To do: Copy out, unchanged, the lines of the rows below, from the line that holds "Annotation guideline — the target class is sleeve" through the final line, both ends included.

==============================

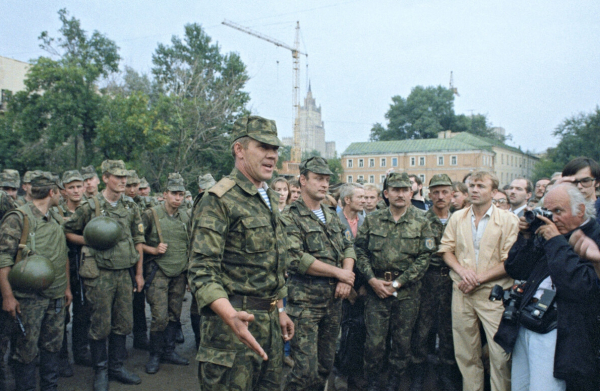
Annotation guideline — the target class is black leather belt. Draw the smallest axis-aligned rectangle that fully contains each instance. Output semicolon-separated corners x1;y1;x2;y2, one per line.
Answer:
290;274;338;285
373;270;402;281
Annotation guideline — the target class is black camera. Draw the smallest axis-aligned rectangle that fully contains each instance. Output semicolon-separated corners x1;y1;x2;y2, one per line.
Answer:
490;282;525;323
523;206;552;232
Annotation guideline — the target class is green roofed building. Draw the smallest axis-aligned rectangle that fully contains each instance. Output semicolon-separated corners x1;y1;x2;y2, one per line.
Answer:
342;131;539;187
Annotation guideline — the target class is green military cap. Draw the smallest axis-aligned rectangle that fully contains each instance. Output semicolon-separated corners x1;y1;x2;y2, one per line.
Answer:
387;172;412;188
81;166;98;181
429;174;452;187
62;170;83;185
101;160;129;176
231;115;283;147
167;172;185;191
0;168;21;189
198;174;217;190
30;171;60;187
140;178;150;189
127;170;140;185
300;156;333;175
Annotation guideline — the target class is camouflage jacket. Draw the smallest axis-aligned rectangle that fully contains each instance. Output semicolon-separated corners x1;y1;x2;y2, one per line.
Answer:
425;208;452;267
188;169;287;309
284;199;356;274
354;205;436;285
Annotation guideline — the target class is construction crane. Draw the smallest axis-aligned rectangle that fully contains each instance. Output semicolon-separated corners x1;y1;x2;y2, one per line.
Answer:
222;19;308;163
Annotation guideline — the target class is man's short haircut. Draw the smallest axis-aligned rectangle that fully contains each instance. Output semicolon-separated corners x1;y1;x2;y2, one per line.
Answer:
340;183;364;207
511;176;533;193
231;136;252;159
562;156;600;181
471;171;500;190
452;182;469;194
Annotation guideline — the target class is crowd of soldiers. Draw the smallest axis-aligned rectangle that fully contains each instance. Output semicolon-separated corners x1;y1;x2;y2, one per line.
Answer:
0;116;600;391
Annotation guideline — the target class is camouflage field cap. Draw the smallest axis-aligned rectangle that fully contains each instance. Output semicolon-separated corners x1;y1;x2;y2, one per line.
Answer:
101;160;129;176
127;170;140;185
198;174;217;190
140;178;150;189
387;172;412;188
30;171;60;187
429;174;452;187
300;156;333;175
231;115;283;147
0;168;21;189
167;172;185;191
81;166;98;181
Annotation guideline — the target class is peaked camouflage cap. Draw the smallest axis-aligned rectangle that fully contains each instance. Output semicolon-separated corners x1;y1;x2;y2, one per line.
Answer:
167;172;185;191
198;174;217;190
429;174;452;188
0;168;21;189
101;160;129;176
387;172;412;188
30;171;60;187
231;115;283;147
127;170;140;185
140;178;150;189
300;156;333;175
81;166;98;181
62;170;83;185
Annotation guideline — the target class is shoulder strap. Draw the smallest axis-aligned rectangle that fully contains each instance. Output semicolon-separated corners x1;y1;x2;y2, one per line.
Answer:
150;207;164;243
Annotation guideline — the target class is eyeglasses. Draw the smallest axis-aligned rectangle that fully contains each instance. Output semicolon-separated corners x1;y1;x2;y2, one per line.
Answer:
571;177;596;187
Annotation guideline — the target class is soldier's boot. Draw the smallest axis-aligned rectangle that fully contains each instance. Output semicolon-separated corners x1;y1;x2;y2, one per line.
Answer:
410;363;427;391
58;327;73;377
90;339;108;391
12;360;37;391
175;321;185;344
40;349;60;391
160;322;190;365
108;334;142;384
146;331;164;375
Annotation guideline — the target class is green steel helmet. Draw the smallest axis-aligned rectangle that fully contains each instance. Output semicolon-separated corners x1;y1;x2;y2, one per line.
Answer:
8;255;54;292
83;216;122;250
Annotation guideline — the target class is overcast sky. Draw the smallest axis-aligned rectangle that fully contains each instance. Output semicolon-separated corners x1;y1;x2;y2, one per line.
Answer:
0;0;600;153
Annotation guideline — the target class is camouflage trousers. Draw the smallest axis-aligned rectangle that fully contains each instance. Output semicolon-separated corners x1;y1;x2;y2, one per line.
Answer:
83;269;133;341
364;285;419;379
411;266;455;365
12;295;65;364
146;269;186;332
196;309;283;391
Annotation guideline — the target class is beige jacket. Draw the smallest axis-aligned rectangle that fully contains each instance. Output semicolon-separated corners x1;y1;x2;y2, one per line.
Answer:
438;205;519;289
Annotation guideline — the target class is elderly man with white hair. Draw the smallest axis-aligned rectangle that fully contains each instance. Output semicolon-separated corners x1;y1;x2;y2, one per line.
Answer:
494;184;600;391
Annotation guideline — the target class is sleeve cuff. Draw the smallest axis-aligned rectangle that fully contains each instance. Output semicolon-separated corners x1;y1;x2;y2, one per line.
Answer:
298;253;317;274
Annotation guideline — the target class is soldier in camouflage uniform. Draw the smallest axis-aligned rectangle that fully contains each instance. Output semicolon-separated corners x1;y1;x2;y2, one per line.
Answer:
411;174;456;391
0;172;72;391
188;116;294;391
190;173;217;349
64;160;144;391
282;157;356;390
354;172;435;391
142;173;190;374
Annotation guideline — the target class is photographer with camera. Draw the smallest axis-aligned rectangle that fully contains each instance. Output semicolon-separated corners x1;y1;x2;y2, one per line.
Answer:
490;184;600;391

==============================

In response:
Annotation guideline — the target class is sleeve cuff. Draw the smallest axis-aligned rectangle that fully contains each instance. Output semicolon-separated corners x1;y1;x2;y2, one per line.
Answer:
298;253;317;274
Annotation guideline — the target class is soldier in camouflage uniform. Draw the smallest axis-aligned rectangle that fully contains each instance. Output semicolon-separated corners x1;y1;x2;y2, one per line.
Answer:
411;174;456;391
0;172;72;391
188;116;294;391
190;173;217;349
64;160;144;391
282;157;356;390
354;172;435;391
142;173;190;374
Annotation guideline — the target class is photographer with camera. Draw the smallest axis-aligned rectangle that fully contains each instance. Output semicolon-separated corners x1;y1;x2;y2, one per line.
Answer:
490;184;600;391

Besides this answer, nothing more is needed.